▶ **To do**: Reproduce the records below in their entirety, character for character.

▶ **Listed entries**:

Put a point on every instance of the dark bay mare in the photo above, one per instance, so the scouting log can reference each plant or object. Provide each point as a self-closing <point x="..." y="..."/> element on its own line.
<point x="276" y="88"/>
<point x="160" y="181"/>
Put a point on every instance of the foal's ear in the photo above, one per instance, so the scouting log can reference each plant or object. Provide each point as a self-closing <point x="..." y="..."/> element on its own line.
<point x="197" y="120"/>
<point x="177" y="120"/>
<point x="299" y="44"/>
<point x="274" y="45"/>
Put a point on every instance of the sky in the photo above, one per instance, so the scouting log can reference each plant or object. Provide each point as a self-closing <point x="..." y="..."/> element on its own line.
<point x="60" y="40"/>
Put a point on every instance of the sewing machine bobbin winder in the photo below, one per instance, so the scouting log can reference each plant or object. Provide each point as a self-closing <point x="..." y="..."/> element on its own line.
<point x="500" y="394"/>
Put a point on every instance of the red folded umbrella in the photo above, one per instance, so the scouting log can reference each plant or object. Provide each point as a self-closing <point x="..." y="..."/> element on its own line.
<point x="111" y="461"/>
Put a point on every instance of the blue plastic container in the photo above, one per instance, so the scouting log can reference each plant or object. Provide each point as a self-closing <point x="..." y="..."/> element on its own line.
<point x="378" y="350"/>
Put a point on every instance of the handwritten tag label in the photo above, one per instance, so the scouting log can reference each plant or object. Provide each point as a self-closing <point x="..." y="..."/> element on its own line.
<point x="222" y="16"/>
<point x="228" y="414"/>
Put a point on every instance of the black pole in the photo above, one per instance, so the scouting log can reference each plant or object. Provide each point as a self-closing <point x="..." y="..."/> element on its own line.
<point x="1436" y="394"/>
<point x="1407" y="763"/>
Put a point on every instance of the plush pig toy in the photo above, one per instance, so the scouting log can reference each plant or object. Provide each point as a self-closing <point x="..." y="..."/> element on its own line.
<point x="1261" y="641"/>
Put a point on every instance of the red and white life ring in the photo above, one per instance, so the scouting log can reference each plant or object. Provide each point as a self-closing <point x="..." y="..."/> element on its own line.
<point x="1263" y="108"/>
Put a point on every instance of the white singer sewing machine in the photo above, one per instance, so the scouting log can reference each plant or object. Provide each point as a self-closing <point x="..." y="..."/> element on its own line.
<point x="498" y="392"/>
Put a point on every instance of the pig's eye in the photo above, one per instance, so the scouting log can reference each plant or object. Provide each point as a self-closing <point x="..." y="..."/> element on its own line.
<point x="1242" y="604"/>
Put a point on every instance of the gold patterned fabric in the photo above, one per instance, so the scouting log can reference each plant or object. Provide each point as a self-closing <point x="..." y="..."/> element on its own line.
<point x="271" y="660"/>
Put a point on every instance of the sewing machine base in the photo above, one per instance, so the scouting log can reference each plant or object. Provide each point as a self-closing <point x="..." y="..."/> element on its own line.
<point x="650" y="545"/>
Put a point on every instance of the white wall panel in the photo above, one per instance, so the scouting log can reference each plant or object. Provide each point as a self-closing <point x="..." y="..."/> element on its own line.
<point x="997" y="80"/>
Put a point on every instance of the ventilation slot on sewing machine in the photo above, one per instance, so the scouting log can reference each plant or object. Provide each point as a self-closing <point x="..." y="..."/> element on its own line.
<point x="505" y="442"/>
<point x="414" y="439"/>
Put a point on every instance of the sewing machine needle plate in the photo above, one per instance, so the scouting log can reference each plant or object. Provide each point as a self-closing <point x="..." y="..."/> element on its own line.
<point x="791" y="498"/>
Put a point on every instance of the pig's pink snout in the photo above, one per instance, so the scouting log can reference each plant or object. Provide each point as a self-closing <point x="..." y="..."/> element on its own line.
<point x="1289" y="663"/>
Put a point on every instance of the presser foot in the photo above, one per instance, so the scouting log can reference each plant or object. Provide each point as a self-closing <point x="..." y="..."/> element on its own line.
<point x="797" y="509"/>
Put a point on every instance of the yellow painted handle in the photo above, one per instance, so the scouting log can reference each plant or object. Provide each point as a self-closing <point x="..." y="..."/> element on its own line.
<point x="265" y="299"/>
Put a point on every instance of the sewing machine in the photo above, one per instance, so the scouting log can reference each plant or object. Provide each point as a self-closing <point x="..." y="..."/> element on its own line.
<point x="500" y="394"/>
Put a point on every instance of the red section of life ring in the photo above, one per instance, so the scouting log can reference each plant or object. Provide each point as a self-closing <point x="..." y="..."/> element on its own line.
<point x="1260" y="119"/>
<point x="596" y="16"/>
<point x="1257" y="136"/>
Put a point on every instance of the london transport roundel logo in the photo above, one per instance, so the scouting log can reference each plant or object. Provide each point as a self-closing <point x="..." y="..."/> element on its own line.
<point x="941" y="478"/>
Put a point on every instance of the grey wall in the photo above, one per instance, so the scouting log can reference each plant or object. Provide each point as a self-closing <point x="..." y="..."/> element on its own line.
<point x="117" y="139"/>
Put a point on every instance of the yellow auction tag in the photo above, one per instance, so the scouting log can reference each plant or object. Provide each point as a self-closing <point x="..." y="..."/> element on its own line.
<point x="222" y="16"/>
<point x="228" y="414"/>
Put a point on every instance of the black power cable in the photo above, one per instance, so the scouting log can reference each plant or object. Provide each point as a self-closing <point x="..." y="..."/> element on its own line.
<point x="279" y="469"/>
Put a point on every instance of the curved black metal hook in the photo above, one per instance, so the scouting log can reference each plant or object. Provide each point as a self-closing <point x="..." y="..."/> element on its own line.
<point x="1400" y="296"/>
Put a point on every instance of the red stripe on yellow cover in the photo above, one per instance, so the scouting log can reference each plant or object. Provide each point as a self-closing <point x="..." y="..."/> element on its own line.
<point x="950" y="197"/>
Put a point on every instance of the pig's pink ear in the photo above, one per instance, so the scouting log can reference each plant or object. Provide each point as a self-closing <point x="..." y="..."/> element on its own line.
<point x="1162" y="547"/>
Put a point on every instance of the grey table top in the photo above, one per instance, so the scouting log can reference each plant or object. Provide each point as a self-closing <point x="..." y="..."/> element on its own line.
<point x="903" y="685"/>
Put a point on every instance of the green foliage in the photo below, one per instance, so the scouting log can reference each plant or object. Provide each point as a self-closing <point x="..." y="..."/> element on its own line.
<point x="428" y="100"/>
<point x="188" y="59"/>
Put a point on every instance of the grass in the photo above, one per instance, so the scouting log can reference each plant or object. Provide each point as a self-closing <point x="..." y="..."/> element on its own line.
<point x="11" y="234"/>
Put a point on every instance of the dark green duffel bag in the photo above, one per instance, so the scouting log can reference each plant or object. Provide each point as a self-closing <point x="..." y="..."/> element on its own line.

▶ **The answer**:
Put a point on every instance of the dark bay mare in the photo above, one per instance, so the scouting log can reference each plant or object. Provide each point as a self-closing <point x="..." y="..."/> element on its own line.
<point x="276" y="88"/>
<point x="160" y="181"/>
Put a point on every instance of the foal's ear in the photo above, one per instance, so the scouting log can reference each plant or object. Provide each point as a self-closing <point x="..." y="..."/> element on its own line.
<point x="197" y="120"/>
<point x="177" y="120"/>
<point x="299" y="44"/>
<point x="274" y="45"/>
Put a point on every instance of the sky in the photo above, one per instance, so the scouting log can reference each plant or object. Provide each point as a self-closing <point x="..." y="..."/> element on its own line.
<point x="60" y="40"/>
Put a point on every instance of the sewing machine bobbin winder in the photo below, one per instance, so the scouting log can reference each plant or object. Provide each point as a self-closing <point x="..." y="..."/> element on its own line.
<point x="500" y="394"/>
Put a point on every instance of the red folded umbrella in the photo above, one per instance, so the scouting log can reference each plant or object. Provide each point as a self-closing <point x="..." y="..."/> element on its own line.
<point x="111" y="461"/>
Put a point on every instance of the blue plastic container in the photo above, one per instance, so the scouting log can reference each plant or object. Provide each point as a self-closing <point x="..." y="..."/> element on its own line.
<point x="378" y="350"/>
Put a point on every instance of the handwritten tag label in the photo above, one per instance, so the scouting log can reference each plant or object. Provide each point as a self-closing <point x="..." y="..."/> element on its own line.
<point x="222" y="16"/>
<point x="228" y="414"/>
Put a point on every instance of the black pole in the photo above, one per instance, so the scouting log can reference each plant or object. Provide each point as a self-closing <point x="..." y="..."/> element on its own line.
<point x="1436" y="394"/>
<point x="1407" y="763"/>
Put a point on every instance of the plush pig toy in the photo above, one per instance, so the scouting log can reference each plant or object. Provide each point as a self-closing <point x="..." y="..."/> element on its own line.
<point x="1261" y="641"/>
Put a point on every instance of the red and white life ring in the photo above, one per instance, so the scouting log can reference each plant or object. Provide each point as a self-closing <point x="..." y="..."/> element on its own line.
<point x="1263" y="108"/>
Put a point on every instance of the white singer sewing machine in the photo above, one per instance, so the scouting log can reference each plant or object. Provide each point as a self-closing <point x="..." y="..."/> element on its own line.
<point x="498" y="392"/>
Put a point on every instance of the pig's eye in the photo above, one per instance, so the scouting log can reference each plant or object. Provide each point as a self-closing <point x="..." y="..."/> element on its own line.
<point x="1242" y="604"/>
Put a point on every instance of the gold patterned fabric in the photo above, one per instance, so the scouting log can reference each plant or object. Provide each point as a self-closing <point x="..." y="..."/> element on its own line.
<point x="271" y="660"/>
Put a point on every instance of the sewing machine base in the photo above, one per instance, so the scouting log can reference each plant or object. Provide each point as a self-closing <point x="..." y="..."/> element on its own line.
<point x="650" y="545"/>
Put a point on every instance of the white wall panel in the photo above, one per instance, so the scouting log can reference each plant or object. Provide each point as a self-closing <point x="..." y="..."/> element on its own line.
<point x="997" y="80"/>
Put a point on every instance of the ventilation slot on sewing machine in the photo above, one per instance, so the scouting log can reference each plant or object. Provide each point as a self-closing <point x="..." y="..."/> element on its own line.
<point x="505" y="442"/>
<point x="414" y="439"/>
Put a point on every instance of the sewing machine needle plate in the photo above, one per instance, so the scouting log can reference each plant or object. Provide each point as a self-closing <point x="..." y="..."/> element on its own line.
<point x="791" y="498"/>
Put a point on every instance of the pig's pink snout in the photo above, one per instance, so the scouting log can reference each plant or object. Provide each point as a self-closing <point x="..." y="..."/> element on its own line.
<point x="1289" y="663"/>
Put a point on every instance of the presser foot in the photo above, one per instance, so the scouting log can reference each plant or object. Provide each point as a self-closing <point x="..." y="..."/> element on its own line.
<point x="797" y="509"/>
Put a point on every instance of the yellow painted handle in the photo above, one per instance, so the scouting log can reference each plant or object. Provide each point as a self-closing <point x="..." y="..."/> element on its own line.
<point x="265" y="299"/>
Put a point on every instance of the sewing machine in the photo above, one per instance, so the scouting log can reference each plant or object. Provide each point as a self-closing <point x="..." y="..."/> element on its own line.
<point x="500" y="394"/>
Put a point on every instance of the red section of life ring in the photo above, one per instance, so the scouting log can reference each plant or object. Provide each point as a self-closing <point x="..." y="..."/> element on its own line.
<point x="1260" y="119"/>
<point x="596" y="16"/>
<point x="1257" y="136"/>
Put a point on every instance of the london transport roundel logo in the photo above, one per instance, so the scouting log can reference each plant or object. Provide each point as a self-closing <point x="..." y="..."/> element on its own line.
<point x="941" y="478"/>
Put a point on every instance of the grey wall in the photo above, one per instance, so the scouting log can reference each plant or object. Provide each point as a self-closing <point x="..." y="..."/> element on its own line.
<point x="117" y="139"/>
Put a point on every instance of the yellow auction tag in the photo above, one per instance, so the scouting log can reference each plant or object. Provide each point as a self-closing <point x="..." y="..."/> element on its own line.
<point x="222" y="16"/>
<point x="228" y="414"/>
Put a point on every instance of the black power cable in the photo above, one per instance, so the scouting log can reference each plant or object. Provide each point as a self-closing <point x="..." y="..."/> element on its own line.
<point x="279" y="469"/>
Put a point on every instance of the curved black metal hook in the photo above, one per instance, so the scouting log can reference each plant or object. Provide each point as a self-closing <point x="..." y="..."/> element on its own line.
<point x="1400" y="296"/>
Put a point on every instance of the red stripe on yellow cover in the photo above, one per instance, so the scouting log can reference each plant or object. Provide each point as a self-closing <point x="..." y="..."/> element on its own line.
<point x="950" y="197"/>
Put a point on every instance of the pig's pink ear in the photo above, one per instance, so the scouting log can reference each plant or object. Provide each point as a self-closing <point x="..." y="..."/> element on its own line.
<point x="1162" y="547"/>
Put a point on every instance of the grey table top in the photo above, one per instance, so the scouting log can reference each plant or object. Provide each point as a self-closing <point x="..." y="..."/> element on its own line.
<point x="903" y="685"/>
Put a point on every instance of the green foliage in the photo below, one per instance, so the scouting log can reference each plant or object. Provide each point as a self-closing <point x="..." y="..."/> element on its own line.
<point x="428" y="100"/>
<point x="188" y="59"/>
Put a point on every instance of the grass in the photo above, one per instance, so the scouting log can reference each plant or object. Provide each point as a self-closing <point x="..." y="..."/> element on its own line.
<point x="11" y="234"/>
Put a point on every instance of the dark green duffel bag in the photo above, one per instance, so the scouting log can reference each plant or object. Provide each point as a self-closing <point x="..." y="..."/> element on its own line.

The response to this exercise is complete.